▸ Testo di riferimento
═══

Drammatico, Sala

COSIMO E NICOLE

TRAMA

Cosimo e Nicole si conoscono a Genova, durante gli scontri del G8. Si innamorano e vivono una storia di grande passione. Ma succede qualcosa.

RECENSIONI

La chiave della felicità è la disobbedienza in sé
A quello che non c'è

(Afterhours)

Da qualsiasi punto di vista lo si guardi, Cosimo e Nicole è un film a struttura binaria.
Non solo per l’assunto del titolo, che anticipa la storia (infinita?) di un amore, ma perché l’inizio stesso del film è uno spostamento di luogo che è anche un cambio di sguardo: fermo, livido, asettico quello che osserva i due nella cella dell’interrogatorio, come testimoni di se stessi; sporco, un filtro che lo fa sembrare senza filtro, mosso e instabile, lo sguardo che li segue nella loro avventura, facendosi cronaca complice di una vita immersa nel presente.
C’è un gioco semplice ma sapiente di regia nell’uso di un approccio documentaristico che si richiede di solito ai fatti pubblici e sociali, e usa l’intervista come espediente narrativo in prima persona per l’inchiesta; qui però, al contrario, gli scontri del G8 di Genova sono l’occasione per un vissuto privato, eppure capace di rivelare il valore universale di quello che succede fuori. Genova dunque, consumata, ferita eppure luminosa, è lo sfondo: non per questo però cade in secondo piano, perché è fino in fondo ambiente, contesto che scrive il destino di un microcosmo di passione che si vuole assoluto ma fa delle scelte, e tra queste scelte c’è quella di una casa, di un posto dove fermarsi, di un ricordo a cui affezionarsi.

═══

▸ Dati di etichettatura per coordinate

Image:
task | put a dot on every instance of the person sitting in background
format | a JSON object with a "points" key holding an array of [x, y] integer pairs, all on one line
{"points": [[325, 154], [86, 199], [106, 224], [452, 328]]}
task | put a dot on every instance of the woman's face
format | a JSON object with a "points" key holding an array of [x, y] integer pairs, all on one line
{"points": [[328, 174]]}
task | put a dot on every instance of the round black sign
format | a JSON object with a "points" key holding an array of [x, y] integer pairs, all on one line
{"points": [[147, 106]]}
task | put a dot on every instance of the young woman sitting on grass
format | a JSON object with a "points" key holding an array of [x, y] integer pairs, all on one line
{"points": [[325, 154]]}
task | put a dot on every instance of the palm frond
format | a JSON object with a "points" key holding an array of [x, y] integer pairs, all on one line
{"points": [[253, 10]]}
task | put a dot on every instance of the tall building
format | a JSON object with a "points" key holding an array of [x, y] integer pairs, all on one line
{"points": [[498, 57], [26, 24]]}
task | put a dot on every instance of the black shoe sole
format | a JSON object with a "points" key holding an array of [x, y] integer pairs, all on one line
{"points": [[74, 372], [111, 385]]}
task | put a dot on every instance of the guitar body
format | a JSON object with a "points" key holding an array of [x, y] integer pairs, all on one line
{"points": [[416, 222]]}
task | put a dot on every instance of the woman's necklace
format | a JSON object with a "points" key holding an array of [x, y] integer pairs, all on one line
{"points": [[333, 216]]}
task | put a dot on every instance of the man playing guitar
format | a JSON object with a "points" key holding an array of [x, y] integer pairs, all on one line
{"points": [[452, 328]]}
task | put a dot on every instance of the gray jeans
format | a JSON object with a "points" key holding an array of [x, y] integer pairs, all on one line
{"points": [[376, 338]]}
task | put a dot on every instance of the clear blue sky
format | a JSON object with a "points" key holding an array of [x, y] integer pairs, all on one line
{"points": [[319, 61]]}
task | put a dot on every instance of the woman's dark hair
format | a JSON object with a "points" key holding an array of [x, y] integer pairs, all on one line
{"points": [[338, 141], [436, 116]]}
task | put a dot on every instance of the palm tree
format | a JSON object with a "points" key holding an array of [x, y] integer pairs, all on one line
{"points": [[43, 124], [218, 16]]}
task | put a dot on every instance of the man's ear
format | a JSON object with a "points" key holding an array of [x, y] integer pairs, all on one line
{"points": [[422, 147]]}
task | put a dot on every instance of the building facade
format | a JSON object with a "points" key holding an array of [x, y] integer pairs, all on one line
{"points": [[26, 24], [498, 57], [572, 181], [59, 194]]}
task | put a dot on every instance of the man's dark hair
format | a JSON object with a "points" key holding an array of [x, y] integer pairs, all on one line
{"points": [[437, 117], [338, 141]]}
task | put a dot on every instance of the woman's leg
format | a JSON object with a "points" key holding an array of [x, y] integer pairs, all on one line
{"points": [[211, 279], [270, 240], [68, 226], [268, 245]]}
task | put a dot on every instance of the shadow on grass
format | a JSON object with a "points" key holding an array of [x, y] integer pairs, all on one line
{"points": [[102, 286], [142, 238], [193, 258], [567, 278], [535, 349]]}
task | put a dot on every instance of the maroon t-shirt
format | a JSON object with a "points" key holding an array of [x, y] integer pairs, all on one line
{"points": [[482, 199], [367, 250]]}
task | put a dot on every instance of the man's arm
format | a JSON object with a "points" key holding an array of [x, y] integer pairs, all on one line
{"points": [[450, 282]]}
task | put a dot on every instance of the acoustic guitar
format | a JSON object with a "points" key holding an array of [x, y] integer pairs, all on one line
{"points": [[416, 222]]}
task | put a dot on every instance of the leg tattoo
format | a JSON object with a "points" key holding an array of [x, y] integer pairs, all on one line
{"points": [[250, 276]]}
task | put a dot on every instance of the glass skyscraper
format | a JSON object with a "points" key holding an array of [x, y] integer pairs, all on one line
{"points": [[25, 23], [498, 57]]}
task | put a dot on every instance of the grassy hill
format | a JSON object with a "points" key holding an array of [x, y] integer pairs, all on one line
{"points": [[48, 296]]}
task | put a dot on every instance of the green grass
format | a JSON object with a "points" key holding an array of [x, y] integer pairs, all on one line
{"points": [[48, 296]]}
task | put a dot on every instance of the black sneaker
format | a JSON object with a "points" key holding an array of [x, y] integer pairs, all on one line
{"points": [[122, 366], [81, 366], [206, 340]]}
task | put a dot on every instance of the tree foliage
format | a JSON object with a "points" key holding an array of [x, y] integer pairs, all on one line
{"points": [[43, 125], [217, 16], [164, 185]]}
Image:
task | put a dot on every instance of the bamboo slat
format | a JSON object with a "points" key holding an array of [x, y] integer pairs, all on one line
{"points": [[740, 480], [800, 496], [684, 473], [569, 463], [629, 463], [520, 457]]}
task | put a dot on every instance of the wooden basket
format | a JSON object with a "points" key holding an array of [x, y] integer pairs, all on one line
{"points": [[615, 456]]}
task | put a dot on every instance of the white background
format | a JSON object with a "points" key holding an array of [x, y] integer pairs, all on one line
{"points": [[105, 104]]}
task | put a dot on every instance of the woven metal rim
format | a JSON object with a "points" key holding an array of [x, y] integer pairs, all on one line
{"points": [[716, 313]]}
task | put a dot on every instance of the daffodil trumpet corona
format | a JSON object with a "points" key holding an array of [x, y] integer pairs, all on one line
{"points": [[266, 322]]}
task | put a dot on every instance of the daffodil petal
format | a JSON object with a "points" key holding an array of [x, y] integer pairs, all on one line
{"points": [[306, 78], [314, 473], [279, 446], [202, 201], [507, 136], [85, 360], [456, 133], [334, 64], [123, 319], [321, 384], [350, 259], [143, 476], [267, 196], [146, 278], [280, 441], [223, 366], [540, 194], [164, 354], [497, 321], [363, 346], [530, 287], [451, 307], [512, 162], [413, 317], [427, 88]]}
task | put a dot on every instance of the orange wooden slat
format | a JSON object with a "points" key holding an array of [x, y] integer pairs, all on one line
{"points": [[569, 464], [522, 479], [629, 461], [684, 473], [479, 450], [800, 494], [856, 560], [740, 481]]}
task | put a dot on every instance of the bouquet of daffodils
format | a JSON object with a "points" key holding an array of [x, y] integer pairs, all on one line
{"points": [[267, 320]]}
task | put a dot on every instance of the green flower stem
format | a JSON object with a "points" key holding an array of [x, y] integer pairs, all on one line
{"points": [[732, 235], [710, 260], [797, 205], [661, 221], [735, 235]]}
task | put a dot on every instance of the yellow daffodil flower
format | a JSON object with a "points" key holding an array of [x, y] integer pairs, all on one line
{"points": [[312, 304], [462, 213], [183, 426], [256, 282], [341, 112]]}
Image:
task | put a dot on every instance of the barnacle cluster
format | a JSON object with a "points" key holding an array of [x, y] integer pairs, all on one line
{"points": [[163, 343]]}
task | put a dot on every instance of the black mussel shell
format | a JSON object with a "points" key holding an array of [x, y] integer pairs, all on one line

═══

▸ Serie di esercizi
(1) Indichi quante righe dell'elenco contengono la stringa "black", distinguendo tra maiuscole e minuscole, e risponda soltanto con il numero.
(2) Scriva il seguito del testo sul film Cosimo e Nicole, riprendendo subito dopo la sua ultima frase.
Il testo e l'elenco hanno origini diverse.

▸ Risposte per esercizio
(1) 4

(2)
Fino ad allora, un solo progetto: scegliere il minimo compromesso con lo spazio e il tempo per condividere un eterno presente; vivere un godimento che è gioia tremenda da urlare sui tetti, senso di onnipotenza che diventa immediata provocazione per un mondo di cui si può, dunque si vuole, fare a meno, prima di ogni trasgressione o emancipazione.
Cosimo e Nicole che ci parlano dalla cella sono l’epilogo di un incontro che è da subito, lo dice Nicole stessa, un assoluto, un mondo chiuso, un solo corpo capace di bastare a se stesso: un organismo dunque, che nasce e si fonde prima ancora del desiderio che unisce, nell’imprinting di un volto scolpito in una foto per lui; negli occhi sgranati su chi l’ha raccolta da terra, sanguinante, per lei. Sono perfetti insieme, per la complicità e la naturalezza, per una fisicità mai compiaciuta, per un sesso che è puro senso condiviso, prima di tutta la stanca differenza tra superficie e profondità, tra lettera e significato, tra corpo e psiche. La vita di questa pulsione unitaria, che ferisce per gioco e muore di tante dolci morti, è anche la storia della sua separazione, dolorosa come un’amputazione; segue il viaggio per ritrovarsi, strategia di sopravvivenza per tornare a respirare davvero, insieme, e solo più tardi, quasi alla fine, l’incontro di due persone, unità impossibile per definizione.

Eppure, anche in quella ‘bella unità’ il conflitto esiste da subito, da quando l’amore, nato in uno scontro, viene dichiarato da Cosimo per paura di perderlo, e viene omesso da Nicole, che si schermisce per gioco. Quando lei proverà a raccontarlo, contro la miseria delle spiegazioni ordinarie (la psicologa del carcere non trova niente di meglio del desiderio inconscio per dare conto della loro separazione), questa sembrerà un’altra violenza, perché “è difficile” e richiede violenza raccontare qualcosa da cui non si mai preso le distanze per osservarlo, non più di quanto ci si possa staccare gli occhi per guardarsi; si può fare solo sotto interrogatorio, e solo con l’angoscia di dimenticarlo, chiedendosi, alla fine, se si possa dire che è esistito davvero, questo amore nato, vissuto e finito per ordine del caso.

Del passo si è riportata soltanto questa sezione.